* Görev yönergesi
Aşağıdaki gösterilen metinde "Kadın tesettür kıyafeti" ile "irademiz yok mudur?" arasında kalan bölümü, bu ifadeler de dahil olmak üzere, hiçbir değişiklik yapmadan tekrar ediniz.

Cuma ezanı okunuyor. Dört mezhebin fıkhına göre, ezanla birlikte ticaretin, alış verişin, dünya işlerinin durması, dükkanların işyerlerinin atölyelerin ofislerin kapanması ve Rahman’a ibadet etmek için camiye gidilmesi gerekir. Bu konudaki irademiz nerede?

**

Sekiz yüz öğrencisi olan İmam-Hatip mektebinde namaz vakti gelince ezan okunması ve bütün öğrencilerin idareciler ve öğretmenlerle birlikte cemaatle namaz kılması gerekir. Bu konuda bir irademiz var mıdır?

**

Ayasofya Câmi-i Kebiri hâlâ kapalı. En az beş milyon Müslümanın, siyasî iktidara dilekçe vererek, ulu mâbedin açılmasını istemesi, açmazsanız oy vermeyiz tehdidinde bulunması gerekiyor. Bizde niçin bu irade yok?

**

Millî Eğitim Bakanlığı (MEB) bedava Osmanlıca kursları açtı. En az beş milyon vatandaşın bu kurslara kayd olarak Osmanlıca öğrenmesi gerekirdi. Böyle bir irade niçin yok?

**

Latin/Frenk alfabesi devrimi caduc oldu. Müslümanların, yazı hürriyetinden istifade ederek Osmanlıca günlük gazeteler, haftalık ve aylık dergiler, kitaplar yayınlamaları gerekirken bu konuda dişe dokunur bir gayret ve faaliyet yok. İsrail Yahudileri kendi İbranî yazılarını, alfabelerini korurken biz Türkiyeli Müslümanlar niçin millî ve dinî Kur’an ve İslam alfabemizi korumuyoruz? Bizde böyle bir irade niçin mevcut değil?

**

Kadın tesettür kıyafeti konusunda bozukluklar sergileniyor. Kur’ana Sünnete Şeriata uygun olmayan şeytanî Süslüman kıyafeti yaygın hale geldi. Bu çarpıklığı düzeltecek irademiz nerededir?

**

Alevî kardeşlerimiz canla başla, dişleriyle tırnaklarıyla Cem evleri için çalışırken, Sünnî çoğunluk İslam medreselerinin tekrar açılması için çalışmıyor. Böyle hayırlı bir iş konusunda bizim yeterli irademiz yok mudur?

**

Ehl-i tasavvuf, sûfiyan-ı kiram, tarikatların tekrar açılması ve Meclis-i Meşayih denetiminde hizmet etmeleri için niçin siyasî iktidara baskı yapmıyor. Biz bu kadar iradesiz miyiz?

**

Bütün mü’minlerin tek bir Ümmet çatısı altında toplanması konusundaki irademiz var mıdır, yok mudur?

**

Ehl-i sünnet camiası niçin reformcularla, dinde yenilik ve değişim isteyenlerle, İslamın içini boşaltmaya çalışan münafıklarla yeteri kadar mücadele etmiyor, onların sapıklıklarını ve bozukluklarını red, cerh ve ibtal etmiyor. Bu kadar iradesiz miyiz?

* Verilen bilgiler
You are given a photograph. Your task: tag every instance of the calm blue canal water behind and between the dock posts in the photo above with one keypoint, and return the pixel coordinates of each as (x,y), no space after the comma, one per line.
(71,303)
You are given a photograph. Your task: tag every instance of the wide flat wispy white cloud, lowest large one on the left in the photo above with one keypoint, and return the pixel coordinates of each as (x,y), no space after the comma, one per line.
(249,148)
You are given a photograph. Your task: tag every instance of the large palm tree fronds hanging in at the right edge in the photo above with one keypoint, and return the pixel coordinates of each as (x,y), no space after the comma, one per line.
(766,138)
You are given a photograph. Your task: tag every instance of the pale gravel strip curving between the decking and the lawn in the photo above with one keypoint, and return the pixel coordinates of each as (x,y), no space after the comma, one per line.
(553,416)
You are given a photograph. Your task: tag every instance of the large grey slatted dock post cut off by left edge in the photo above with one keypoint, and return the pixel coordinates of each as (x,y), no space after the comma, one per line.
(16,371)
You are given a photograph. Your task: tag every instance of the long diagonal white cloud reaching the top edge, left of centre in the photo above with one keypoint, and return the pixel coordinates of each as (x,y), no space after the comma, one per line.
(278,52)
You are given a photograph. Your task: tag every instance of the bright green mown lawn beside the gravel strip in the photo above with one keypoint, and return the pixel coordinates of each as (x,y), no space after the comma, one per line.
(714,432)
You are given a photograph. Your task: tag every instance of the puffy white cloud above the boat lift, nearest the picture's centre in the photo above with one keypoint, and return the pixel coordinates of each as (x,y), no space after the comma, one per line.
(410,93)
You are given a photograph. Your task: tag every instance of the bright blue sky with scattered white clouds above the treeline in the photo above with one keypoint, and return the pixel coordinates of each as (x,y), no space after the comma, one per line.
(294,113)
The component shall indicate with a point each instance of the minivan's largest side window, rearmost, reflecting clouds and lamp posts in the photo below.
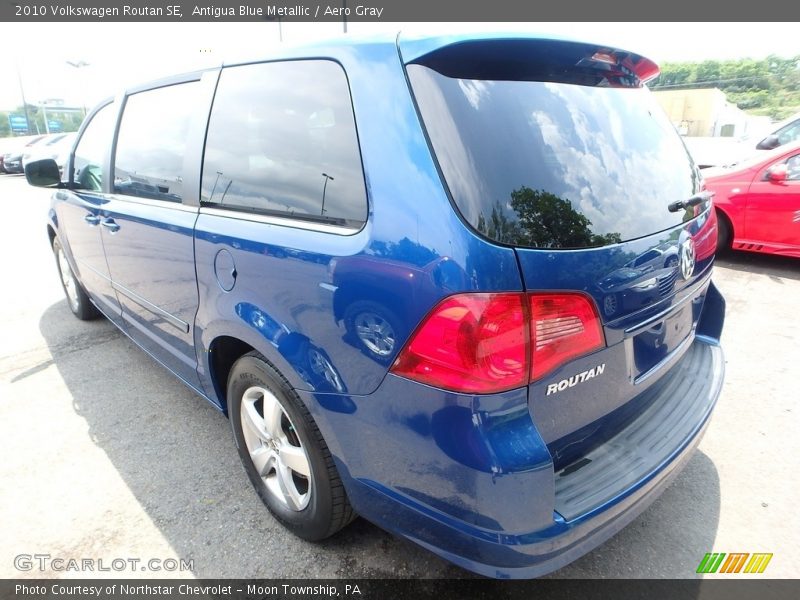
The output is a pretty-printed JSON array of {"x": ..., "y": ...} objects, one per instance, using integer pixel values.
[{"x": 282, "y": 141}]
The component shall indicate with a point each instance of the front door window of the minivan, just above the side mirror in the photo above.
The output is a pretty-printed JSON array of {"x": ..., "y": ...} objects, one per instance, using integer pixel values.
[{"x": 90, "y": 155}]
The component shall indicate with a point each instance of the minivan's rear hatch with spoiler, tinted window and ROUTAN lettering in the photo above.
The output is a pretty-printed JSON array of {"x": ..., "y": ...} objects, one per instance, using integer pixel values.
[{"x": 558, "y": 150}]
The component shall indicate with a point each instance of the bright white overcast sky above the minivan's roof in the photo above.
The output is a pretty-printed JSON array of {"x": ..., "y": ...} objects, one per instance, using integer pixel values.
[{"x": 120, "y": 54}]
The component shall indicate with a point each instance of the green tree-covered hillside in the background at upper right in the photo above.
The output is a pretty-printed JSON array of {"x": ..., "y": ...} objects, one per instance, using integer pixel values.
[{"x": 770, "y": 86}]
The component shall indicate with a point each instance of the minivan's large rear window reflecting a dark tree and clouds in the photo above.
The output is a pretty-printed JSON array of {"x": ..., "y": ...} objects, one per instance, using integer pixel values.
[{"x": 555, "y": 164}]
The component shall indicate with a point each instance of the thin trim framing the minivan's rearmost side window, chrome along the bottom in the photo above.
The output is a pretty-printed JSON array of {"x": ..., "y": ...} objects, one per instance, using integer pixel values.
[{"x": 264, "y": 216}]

* * *

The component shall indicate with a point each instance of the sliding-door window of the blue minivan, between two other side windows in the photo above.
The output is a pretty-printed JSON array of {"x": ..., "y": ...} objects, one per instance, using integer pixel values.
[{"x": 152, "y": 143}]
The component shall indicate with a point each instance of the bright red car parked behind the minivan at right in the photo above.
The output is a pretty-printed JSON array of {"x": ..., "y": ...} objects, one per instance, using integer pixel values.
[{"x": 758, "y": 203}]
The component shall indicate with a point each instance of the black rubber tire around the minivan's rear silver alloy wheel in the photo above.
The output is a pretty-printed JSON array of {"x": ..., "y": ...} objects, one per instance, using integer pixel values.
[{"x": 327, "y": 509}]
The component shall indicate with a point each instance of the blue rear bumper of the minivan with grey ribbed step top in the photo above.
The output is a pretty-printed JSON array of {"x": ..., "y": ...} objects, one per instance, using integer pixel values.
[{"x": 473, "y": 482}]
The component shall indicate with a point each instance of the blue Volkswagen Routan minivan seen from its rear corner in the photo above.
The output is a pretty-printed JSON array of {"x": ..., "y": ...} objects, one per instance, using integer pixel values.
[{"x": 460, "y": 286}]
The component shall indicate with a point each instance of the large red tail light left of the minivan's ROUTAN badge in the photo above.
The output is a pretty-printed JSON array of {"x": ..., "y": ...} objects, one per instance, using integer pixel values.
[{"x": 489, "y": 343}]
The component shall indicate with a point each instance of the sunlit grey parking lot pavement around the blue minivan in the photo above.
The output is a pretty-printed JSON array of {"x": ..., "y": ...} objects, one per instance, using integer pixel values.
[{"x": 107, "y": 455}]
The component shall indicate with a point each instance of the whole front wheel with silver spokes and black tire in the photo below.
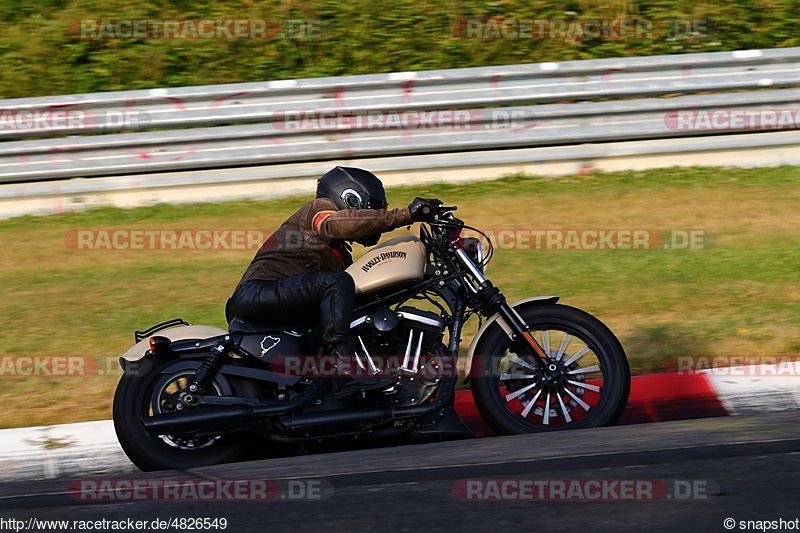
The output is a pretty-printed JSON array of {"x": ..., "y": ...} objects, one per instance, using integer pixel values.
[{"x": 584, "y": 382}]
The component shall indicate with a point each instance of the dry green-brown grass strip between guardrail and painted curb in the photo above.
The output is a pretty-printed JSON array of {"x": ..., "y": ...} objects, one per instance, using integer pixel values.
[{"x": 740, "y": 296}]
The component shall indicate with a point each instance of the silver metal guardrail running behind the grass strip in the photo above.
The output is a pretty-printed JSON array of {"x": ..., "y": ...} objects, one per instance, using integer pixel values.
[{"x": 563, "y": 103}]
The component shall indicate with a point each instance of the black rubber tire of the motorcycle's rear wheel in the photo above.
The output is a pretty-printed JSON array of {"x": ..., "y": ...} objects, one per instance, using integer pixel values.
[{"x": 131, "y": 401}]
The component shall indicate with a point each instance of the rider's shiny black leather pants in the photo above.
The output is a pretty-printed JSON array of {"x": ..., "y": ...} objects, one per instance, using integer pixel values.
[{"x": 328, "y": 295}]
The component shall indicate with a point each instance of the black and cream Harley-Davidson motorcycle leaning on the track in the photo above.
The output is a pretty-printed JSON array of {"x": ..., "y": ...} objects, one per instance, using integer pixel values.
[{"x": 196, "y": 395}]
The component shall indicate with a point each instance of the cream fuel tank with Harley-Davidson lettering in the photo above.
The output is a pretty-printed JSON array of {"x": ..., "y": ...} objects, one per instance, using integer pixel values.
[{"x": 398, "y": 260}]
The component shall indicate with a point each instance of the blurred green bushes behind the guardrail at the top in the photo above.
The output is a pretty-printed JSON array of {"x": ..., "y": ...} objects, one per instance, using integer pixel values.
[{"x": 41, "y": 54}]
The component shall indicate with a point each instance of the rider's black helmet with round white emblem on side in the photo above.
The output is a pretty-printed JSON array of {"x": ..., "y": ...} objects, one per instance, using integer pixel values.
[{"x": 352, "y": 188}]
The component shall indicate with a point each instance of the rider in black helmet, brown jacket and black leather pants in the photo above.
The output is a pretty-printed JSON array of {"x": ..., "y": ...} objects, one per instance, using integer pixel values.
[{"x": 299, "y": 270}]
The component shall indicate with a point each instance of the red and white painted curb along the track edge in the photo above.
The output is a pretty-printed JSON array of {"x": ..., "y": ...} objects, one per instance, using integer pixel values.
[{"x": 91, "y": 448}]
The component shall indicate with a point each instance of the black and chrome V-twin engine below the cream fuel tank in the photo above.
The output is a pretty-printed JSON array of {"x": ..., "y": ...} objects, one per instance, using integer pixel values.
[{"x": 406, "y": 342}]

* Alıştırmanın yanıtı
Kadın tesettür kıyafeti konusunda bozukluklar sergileniyor. Kur’ana Sünnete Şeriata uygun olmayan şeytanî Süslüman kıyafeti yaygın hale geldi. Bu çarpıklığı düzeltecek irademiz nerededir?

**

Alevî kardeşlerimiz canla başla, dişleriyle tırnaklarıyla Cem evleri için çalışırken, Sünnî çoğunluk İslam medreselerinin tekrar açılması için çalışmıyor. Böyle hayırlı bir iş konusunda bizim yeterli irademiz yok mudur?